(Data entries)
********************
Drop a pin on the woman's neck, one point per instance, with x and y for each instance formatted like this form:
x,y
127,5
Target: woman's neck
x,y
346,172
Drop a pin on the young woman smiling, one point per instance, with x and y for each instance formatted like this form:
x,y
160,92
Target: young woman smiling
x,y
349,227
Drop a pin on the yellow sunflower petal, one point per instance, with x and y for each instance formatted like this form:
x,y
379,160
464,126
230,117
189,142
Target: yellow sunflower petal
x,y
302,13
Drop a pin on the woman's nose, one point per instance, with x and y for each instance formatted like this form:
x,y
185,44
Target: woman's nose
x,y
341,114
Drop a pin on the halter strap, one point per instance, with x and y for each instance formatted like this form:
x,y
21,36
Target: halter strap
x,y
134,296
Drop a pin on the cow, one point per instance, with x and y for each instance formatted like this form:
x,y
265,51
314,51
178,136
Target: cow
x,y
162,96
********************
» **Task objective**:
Set down the data above once more so that nothing differs from the original.

» **Your response**:
Drop a pin on the woman's neck, one point per instance, with x and y for each instance formatted like this form:
x,y
127,5
Target: woman's neck
x,y
346,172
Drop a pin on the young woman smiling, one point per instance, with x and y for each instance formatted like this form:
x,y
160,92
Target: young woman smiling
x,y
349,227
Drop a pin on the yellow sunflower petal, one point per instance, with x and y for each instance formatted like this form:
x,y
379,160
464,126
230,117
189,142
Target: yellow sunflower petal
x,y
302,13
Drop a pin on the woman's nose, one point per instance, with x and y for each instance formatted like this form:
x,y
185,44
Target: woman's nose
x,y
341,114
Drop a pin on the halter strap, one point per instance, with x and y for each instance formatted like this form:
x,y
21,36
Target: halter strap
x,y
134,296
Drop a pin on the cow, one point per instance, with x and y for each instance formatted like this form:
x,y
265,51
314,51
178,136
Target: cow
x,y
162,96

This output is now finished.